* _Problem description_
The lines you return should be those containing the string "downhill", taken from the data below.
─── Supplied records ───
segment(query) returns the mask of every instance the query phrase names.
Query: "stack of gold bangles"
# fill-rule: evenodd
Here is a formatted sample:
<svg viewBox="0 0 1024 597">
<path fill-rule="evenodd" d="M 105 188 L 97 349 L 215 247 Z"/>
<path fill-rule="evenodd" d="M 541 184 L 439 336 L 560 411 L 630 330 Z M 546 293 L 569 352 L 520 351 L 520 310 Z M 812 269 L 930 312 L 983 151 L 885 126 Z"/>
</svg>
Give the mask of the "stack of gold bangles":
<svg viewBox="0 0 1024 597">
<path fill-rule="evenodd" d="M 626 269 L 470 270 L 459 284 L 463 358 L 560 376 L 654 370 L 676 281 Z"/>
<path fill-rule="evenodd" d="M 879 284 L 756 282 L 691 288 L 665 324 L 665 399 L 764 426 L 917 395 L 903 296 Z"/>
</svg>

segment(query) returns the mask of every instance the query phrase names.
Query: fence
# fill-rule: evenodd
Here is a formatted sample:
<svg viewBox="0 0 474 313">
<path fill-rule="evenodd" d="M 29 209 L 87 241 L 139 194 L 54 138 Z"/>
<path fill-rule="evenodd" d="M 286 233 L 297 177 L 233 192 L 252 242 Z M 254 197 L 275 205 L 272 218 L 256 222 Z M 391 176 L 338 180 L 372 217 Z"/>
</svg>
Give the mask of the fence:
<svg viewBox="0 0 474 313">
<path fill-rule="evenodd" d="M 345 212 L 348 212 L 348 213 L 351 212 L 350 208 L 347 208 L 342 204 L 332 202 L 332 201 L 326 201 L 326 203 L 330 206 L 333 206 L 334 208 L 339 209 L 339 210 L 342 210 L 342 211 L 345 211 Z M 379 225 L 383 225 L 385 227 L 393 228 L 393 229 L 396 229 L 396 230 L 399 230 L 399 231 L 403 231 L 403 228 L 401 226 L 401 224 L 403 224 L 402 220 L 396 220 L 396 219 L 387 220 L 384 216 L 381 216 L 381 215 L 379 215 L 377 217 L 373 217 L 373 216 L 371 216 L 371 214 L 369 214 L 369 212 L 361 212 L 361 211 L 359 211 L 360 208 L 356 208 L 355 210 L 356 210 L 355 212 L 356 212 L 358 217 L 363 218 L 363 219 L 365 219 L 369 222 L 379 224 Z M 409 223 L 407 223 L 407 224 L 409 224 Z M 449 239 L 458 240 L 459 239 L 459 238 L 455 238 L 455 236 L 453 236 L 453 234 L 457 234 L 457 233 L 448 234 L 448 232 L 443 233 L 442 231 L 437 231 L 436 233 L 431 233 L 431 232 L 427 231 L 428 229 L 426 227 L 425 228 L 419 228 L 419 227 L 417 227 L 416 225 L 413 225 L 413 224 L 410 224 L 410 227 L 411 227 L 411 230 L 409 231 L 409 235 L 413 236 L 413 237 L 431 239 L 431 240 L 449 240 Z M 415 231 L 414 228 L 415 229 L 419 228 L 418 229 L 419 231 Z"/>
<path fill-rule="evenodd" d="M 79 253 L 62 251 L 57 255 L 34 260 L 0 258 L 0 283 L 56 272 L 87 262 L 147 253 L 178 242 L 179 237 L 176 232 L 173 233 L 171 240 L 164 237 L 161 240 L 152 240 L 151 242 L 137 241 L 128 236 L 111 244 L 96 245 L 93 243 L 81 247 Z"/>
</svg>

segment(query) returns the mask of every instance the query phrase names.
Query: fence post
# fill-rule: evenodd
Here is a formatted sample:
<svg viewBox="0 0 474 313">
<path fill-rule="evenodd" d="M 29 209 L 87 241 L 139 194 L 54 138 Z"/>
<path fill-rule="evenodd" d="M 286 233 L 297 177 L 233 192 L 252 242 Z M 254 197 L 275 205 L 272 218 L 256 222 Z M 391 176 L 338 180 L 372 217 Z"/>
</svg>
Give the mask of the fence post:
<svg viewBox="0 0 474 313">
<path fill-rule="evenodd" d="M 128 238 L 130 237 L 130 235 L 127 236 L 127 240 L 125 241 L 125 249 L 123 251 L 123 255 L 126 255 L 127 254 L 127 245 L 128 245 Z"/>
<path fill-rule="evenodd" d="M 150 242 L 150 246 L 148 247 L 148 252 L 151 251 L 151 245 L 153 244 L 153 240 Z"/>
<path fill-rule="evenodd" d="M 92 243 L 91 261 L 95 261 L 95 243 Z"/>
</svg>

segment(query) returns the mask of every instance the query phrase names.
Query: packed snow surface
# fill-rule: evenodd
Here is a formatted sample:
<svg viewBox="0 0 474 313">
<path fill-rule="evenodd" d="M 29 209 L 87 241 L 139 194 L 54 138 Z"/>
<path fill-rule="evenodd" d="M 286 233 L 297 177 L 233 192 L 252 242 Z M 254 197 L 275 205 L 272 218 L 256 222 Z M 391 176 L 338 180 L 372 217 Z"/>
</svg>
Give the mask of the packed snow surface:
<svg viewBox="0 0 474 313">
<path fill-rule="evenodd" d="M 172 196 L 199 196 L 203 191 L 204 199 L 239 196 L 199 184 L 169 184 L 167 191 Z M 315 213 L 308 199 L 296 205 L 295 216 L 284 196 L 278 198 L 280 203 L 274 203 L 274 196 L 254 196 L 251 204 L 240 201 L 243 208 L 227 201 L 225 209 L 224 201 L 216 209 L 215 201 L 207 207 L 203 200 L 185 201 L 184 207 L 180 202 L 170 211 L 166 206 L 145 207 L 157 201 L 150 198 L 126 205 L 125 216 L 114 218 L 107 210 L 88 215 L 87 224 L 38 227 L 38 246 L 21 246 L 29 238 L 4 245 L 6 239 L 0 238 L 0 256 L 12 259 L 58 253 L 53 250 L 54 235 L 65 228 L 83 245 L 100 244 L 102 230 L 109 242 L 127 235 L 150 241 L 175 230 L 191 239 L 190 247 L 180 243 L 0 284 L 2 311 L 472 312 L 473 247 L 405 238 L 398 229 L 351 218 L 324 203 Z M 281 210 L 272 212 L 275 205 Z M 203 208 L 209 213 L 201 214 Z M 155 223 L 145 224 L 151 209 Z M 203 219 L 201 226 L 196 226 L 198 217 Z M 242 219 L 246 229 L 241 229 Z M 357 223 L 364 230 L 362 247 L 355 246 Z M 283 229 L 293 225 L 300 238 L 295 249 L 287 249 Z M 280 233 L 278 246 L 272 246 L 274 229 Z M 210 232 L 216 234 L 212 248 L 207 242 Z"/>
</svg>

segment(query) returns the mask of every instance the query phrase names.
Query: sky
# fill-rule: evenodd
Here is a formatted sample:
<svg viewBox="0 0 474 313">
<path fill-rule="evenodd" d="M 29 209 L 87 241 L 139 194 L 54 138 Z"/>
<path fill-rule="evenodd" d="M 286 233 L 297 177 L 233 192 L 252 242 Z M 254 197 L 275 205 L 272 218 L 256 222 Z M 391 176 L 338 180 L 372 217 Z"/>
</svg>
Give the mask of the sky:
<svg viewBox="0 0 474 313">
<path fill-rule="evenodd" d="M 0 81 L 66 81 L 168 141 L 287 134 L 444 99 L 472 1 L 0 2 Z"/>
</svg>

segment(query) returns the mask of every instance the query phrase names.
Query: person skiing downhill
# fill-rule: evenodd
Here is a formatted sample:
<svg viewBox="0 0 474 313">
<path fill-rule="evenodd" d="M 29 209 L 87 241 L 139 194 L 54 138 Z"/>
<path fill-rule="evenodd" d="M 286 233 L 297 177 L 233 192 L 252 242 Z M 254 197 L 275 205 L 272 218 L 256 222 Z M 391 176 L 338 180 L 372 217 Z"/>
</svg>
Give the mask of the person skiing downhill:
───
* _Solution for this task_
Query: person skiing downhill
Give the mask of the person skiing downhill:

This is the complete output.